Records.

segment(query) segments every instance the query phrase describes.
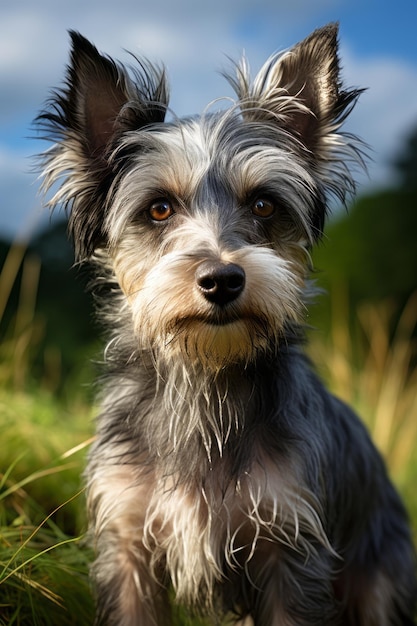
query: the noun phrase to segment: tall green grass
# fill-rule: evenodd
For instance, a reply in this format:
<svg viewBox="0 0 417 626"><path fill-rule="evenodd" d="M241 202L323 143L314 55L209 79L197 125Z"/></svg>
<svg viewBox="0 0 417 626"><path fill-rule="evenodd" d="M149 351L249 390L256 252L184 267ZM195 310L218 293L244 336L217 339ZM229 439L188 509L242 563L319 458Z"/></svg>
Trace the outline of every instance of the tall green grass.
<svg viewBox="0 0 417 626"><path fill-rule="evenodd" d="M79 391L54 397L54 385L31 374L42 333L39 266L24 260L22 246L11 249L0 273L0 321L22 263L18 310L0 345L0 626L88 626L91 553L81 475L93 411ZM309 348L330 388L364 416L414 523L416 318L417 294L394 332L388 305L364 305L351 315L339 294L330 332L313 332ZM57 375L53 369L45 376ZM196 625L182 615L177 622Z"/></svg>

Given instruction.
Please convert every line of the records above into a numbered list, skipping blank lines and omitting the pictures.

Output for this task.
1. segment(query) segments every instance the query phrase describes.
2. query: the noun phrase to segment: tall green grass
3. # fill-rule: evenodd
4. For instance, a reply in this format:
5. <svg viewBox="0 0 417 626"><path fill-rule="evenodd" d="M241 202L323 143L314 55L209 79L197 125Z"/></svg>
6. <svg viewBox="0 0 417 626"><path fill-rule="evenodd" d="M149 351L249 390L256 252L184 267ZM195 310L218 293L244 336L217 339ZM229 439L188 509L242 563L319 458Z"/></svg>
7. Trace the outline of every instance of the tall green grass.
8. <svg viewBox="0 0 417 626"><path fill-rule="evenodd" d="M79 391L54 397L54 385L31 374L42 333L39 266L24 260L22 246L11 249L0 273L0 321L22 263L18 310L0 345L0 626L88 626L91 553L81 475L93 411ZM309 348L330 388L364 416L414 523L416 318L417 294L394 332L388 305L364 305L351 315L339 294L330 332L313 332ZM57 375L53 369L45 376ZM196 625L182 615L177 622Z"/></svg>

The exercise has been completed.